[Opening TASK DATA section]
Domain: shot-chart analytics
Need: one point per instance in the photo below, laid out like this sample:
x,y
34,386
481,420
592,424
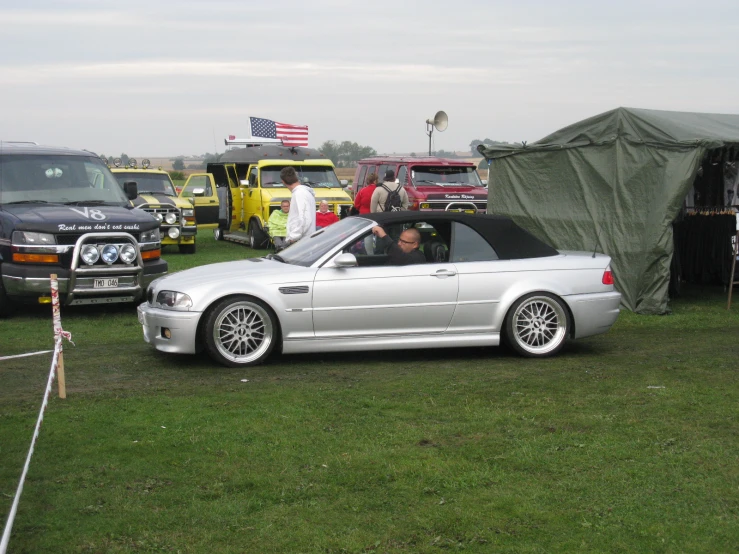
[Closing TASK DATA section]
● **WHAT YOU NEED TO DO**
Everything in the records that precede this task must be written out again exactly, except the pictures.

● **FINAL ANSWER**
Domain: shot-chart analytics
Need: one point per instance in the photo below, laid out like this sample:
x,y
34,386
481,420
592,424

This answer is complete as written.